- _What is being asked_: Read through the material below and copy each line in which the word "chair" occurs.

- _Data extract_:
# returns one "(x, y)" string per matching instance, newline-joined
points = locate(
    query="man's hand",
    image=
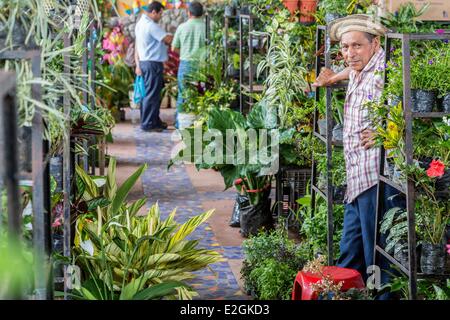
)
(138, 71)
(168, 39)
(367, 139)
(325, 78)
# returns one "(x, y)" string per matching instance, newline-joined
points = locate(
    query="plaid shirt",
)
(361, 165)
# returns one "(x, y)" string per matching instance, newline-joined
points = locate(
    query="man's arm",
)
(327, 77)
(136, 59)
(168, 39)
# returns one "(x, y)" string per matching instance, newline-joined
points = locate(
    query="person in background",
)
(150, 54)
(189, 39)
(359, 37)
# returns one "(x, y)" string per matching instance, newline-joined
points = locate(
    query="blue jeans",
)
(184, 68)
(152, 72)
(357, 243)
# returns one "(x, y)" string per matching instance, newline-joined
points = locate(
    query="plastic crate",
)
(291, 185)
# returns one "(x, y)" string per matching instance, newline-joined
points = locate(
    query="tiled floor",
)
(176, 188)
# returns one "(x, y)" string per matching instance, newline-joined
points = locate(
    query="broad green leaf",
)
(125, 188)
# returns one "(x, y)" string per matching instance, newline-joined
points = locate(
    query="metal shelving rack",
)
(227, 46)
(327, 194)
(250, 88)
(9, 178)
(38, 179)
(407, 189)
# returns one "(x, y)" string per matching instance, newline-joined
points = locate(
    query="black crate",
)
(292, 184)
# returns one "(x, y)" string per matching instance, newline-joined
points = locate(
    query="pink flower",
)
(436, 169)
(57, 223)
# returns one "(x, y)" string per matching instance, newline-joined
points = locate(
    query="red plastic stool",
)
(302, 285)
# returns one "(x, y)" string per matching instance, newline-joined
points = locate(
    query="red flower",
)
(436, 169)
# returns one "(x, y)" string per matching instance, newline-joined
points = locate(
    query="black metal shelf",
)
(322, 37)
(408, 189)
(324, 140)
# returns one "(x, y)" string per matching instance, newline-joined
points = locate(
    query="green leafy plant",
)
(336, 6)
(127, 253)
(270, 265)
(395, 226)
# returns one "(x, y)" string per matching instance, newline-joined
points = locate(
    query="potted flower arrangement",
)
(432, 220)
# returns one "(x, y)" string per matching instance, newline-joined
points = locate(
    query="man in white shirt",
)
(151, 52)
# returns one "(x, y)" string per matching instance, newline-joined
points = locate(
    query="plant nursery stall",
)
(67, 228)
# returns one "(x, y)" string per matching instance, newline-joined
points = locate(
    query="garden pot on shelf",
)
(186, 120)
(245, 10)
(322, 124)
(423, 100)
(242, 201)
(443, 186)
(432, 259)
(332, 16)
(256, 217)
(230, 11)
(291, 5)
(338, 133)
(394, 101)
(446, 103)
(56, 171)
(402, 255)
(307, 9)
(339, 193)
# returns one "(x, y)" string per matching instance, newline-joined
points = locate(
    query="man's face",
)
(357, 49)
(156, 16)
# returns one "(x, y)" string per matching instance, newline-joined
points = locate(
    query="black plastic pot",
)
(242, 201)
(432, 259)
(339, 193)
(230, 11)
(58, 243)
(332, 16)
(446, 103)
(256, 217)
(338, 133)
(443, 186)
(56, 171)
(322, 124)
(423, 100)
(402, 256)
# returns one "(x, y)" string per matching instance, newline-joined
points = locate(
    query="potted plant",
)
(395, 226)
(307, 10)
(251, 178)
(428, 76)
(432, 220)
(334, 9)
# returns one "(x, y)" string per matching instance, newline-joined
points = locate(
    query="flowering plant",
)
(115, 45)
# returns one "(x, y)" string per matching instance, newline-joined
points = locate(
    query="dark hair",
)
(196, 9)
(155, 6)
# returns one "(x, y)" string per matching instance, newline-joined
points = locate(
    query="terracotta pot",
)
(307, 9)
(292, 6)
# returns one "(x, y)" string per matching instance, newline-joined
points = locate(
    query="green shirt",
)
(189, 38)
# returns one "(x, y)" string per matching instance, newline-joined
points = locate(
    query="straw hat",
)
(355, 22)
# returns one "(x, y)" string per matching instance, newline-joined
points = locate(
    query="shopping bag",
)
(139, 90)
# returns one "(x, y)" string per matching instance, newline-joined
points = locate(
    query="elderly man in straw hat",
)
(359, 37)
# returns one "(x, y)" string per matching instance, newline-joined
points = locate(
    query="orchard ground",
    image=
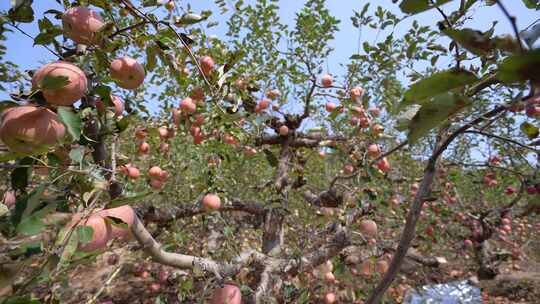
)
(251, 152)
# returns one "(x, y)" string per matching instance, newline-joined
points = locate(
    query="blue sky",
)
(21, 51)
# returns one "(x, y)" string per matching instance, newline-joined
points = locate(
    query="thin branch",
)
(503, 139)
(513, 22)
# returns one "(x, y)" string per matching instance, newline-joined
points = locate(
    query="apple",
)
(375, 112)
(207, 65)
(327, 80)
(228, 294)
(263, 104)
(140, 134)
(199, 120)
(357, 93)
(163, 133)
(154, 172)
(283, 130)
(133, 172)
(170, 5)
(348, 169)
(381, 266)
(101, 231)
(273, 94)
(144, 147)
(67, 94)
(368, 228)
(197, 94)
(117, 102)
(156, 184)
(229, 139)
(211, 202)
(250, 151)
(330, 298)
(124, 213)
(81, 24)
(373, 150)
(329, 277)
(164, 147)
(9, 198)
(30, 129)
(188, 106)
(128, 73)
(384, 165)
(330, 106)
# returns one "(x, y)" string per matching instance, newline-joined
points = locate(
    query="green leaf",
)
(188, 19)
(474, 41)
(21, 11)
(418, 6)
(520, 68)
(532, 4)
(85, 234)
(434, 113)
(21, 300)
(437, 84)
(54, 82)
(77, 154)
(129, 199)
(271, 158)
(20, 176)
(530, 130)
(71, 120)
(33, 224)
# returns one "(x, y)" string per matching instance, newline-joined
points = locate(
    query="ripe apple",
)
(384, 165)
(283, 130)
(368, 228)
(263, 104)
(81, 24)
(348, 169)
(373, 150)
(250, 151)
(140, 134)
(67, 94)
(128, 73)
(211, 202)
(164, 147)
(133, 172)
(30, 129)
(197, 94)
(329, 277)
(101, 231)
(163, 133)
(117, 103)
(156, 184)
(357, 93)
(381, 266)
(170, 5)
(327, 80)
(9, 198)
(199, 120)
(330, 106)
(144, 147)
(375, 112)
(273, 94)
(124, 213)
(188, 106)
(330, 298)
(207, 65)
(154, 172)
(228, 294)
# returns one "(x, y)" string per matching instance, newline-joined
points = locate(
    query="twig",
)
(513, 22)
==
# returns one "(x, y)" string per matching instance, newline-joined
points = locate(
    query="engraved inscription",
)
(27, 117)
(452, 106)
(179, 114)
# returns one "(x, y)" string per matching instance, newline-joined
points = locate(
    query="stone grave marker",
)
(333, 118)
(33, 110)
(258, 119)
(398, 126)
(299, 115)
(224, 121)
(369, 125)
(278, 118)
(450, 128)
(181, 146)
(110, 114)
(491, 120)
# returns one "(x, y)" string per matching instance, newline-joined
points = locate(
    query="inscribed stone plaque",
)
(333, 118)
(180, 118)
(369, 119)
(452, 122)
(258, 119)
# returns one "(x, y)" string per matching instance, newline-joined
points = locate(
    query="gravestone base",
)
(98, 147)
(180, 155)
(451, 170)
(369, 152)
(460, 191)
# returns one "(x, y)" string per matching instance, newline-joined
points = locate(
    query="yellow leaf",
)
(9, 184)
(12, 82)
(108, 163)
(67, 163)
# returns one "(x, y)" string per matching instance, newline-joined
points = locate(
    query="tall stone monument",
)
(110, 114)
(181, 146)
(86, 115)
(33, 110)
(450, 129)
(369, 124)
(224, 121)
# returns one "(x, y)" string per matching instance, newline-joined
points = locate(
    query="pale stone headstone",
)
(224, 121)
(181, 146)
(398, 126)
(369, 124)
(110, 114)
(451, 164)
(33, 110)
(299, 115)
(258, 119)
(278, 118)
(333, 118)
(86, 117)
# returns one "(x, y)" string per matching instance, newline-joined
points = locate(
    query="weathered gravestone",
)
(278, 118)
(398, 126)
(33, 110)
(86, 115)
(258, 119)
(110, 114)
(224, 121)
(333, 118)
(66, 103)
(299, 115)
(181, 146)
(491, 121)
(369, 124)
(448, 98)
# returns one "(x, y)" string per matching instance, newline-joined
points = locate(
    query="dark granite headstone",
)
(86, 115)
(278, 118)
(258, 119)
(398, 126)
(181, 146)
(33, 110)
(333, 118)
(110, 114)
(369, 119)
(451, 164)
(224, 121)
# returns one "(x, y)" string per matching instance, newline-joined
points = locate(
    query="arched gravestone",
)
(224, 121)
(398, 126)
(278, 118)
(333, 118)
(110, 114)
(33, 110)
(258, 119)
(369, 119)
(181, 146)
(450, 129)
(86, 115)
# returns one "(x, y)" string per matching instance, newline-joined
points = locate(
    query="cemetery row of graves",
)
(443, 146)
---
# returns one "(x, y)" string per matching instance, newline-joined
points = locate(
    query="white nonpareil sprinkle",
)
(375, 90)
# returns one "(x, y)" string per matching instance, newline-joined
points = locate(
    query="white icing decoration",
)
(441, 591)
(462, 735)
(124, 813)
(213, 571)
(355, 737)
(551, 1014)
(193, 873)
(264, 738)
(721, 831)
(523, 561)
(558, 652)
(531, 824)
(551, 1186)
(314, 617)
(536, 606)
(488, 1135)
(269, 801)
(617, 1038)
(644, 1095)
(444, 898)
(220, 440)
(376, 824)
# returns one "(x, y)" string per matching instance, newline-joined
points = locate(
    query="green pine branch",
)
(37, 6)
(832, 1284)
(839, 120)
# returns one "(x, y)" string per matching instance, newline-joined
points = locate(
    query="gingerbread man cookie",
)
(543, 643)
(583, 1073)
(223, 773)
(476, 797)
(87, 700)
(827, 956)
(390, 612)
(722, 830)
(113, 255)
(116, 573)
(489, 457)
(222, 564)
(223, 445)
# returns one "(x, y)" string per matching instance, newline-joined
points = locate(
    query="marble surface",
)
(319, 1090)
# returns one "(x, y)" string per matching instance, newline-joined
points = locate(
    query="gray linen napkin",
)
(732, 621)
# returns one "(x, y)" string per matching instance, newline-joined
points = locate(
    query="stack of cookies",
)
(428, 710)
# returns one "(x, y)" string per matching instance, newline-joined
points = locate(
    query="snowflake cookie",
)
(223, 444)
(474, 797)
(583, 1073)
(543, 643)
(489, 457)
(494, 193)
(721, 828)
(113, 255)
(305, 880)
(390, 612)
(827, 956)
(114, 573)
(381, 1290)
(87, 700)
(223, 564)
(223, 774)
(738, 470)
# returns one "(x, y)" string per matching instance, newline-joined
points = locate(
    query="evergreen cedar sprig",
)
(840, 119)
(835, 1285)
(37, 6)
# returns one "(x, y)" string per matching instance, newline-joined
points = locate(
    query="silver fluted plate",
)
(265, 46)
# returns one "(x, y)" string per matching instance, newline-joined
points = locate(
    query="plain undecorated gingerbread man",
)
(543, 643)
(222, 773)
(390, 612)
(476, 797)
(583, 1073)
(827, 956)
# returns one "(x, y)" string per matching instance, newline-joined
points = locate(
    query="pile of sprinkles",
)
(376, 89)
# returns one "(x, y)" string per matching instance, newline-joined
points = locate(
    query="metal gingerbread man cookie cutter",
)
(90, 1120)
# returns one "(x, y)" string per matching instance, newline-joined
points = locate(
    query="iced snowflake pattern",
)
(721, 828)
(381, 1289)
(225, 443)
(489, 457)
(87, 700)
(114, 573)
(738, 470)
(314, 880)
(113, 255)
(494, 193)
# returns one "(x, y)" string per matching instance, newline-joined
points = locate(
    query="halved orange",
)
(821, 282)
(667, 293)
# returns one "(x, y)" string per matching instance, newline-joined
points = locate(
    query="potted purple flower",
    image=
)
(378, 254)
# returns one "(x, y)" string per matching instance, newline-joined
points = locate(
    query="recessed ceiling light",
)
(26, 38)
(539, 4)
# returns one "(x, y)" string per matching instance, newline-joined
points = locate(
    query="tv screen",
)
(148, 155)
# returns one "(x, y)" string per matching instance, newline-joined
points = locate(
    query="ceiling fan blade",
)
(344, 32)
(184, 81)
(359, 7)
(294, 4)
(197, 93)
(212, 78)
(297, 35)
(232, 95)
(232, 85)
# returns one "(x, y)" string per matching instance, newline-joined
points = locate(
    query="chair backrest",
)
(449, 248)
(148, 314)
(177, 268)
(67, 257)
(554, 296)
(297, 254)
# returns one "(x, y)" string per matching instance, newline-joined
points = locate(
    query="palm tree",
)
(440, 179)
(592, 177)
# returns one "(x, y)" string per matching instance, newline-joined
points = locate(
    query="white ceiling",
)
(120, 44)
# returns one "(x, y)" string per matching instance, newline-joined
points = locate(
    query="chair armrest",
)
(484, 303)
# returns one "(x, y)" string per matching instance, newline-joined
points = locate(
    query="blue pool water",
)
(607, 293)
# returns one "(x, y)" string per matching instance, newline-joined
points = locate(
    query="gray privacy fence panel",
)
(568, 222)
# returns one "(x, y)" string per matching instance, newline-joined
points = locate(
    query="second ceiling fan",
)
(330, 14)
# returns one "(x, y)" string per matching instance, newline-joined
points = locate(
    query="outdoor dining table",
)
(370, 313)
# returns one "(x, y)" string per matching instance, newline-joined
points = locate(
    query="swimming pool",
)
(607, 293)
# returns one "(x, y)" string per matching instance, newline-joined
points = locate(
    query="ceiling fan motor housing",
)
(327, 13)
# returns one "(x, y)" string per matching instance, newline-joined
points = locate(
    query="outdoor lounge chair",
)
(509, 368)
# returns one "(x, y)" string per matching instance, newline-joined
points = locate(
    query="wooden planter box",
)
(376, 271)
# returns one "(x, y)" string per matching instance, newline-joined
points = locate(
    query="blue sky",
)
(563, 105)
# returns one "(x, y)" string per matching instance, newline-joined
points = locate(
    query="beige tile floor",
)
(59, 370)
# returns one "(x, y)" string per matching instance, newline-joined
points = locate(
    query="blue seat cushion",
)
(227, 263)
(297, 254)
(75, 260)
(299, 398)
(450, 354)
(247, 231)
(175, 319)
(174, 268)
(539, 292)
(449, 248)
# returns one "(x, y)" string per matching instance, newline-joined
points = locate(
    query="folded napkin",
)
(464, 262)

- _Expected output_:
    query="chair backrest",
    query="chair armrest",
    query="outdoor lounge chair",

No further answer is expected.